** BEGIN **
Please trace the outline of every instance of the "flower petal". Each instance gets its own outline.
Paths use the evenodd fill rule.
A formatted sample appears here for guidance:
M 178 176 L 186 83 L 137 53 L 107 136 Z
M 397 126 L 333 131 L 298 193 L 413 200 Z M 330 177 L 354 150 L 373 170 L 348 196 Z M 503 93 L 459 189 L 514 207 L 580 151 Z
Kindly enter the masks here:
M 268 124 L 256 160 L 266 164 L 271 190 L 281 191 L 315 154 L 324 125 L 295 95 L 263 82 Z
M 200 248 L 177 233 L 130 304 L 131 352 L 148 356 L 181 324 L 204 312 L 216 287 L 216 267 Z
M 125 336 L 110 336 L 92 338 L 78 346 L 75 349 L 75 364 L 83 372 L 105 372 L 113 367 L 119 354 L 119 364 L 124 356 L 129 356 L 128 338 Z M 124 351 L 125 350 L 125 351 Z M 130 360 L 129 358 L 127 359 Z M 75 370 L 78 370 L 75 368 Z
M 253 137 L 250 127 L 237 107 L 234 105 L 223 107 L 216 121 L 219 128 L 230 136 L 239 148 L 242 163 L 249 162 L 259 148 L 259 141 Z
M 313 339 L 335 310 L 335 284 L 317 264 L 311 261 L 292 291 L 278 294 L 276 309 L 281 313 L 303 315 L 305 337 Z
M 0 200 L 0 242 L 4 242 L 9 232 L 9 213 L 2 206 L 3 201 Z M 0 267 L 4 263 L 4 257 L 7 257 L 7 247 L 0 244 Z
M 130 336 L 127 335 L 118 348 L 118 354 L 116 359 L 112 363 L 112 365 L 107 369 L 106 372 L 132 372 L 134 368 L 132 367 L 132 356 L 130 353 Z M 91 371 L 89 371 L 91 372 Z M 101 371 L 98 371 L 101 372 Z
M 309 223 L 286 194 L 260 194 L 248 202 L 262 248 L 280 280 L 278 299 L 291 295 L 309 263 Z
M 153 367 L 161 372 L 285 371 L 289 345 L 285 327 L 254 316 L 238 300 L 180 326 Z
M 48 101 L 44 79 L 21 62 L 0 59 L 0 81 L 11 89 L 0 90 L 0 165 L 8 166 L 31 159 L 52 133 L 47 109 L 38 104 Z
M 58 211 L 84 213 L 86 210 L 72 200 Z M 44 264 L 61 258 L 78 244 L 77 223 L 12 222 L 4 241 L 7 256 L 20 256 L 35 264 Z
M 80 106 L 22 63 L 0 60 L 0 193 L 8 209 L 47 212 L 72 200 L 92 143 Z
** END **
** BEGIN **
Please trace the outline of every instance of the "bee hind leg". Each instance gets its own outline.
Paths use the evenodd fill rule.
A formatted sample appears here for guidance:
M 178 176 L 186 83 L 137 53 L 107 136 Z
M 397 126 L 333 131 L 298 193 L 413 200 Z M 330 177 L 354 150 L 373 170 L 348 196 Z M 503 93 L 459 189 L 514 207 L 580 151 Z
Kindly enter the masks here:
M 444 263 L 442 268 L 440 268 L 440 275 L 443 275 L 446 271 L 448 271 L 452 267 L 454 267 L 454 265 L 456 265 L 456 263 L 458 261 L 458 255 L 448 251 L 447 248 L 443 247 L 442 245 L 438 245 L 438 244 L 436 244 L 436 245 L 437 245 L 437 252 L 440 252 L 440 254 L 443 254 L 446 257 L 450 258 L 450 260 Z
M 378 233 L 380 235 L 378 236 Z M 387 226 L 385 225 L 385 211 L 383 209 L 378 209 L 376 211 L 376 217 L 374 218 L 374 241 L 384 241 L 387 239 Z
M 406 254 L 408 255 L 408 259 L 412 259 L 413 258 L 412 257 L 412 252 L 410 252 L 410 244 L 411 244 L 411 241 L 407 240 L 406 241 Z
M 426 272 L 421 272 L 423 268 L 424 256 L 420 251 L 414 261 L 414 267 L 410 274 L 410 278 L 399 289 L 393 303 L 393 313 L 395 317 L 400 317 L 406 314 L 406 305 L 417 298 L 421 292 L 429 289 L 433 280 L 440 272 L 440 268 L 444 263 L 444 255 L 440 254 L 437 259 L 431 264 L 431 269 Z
** END **
* **Work to be completed**
Extract every line of the data above that contains the string "gets". Matching is case-sensitive.

* **Response below**
Please trace the outline of every instance of the "flower petal". Each instance gets its own outline.
Please trace the outline of every instance of the "bee hind leg". Each instance gets its own outline.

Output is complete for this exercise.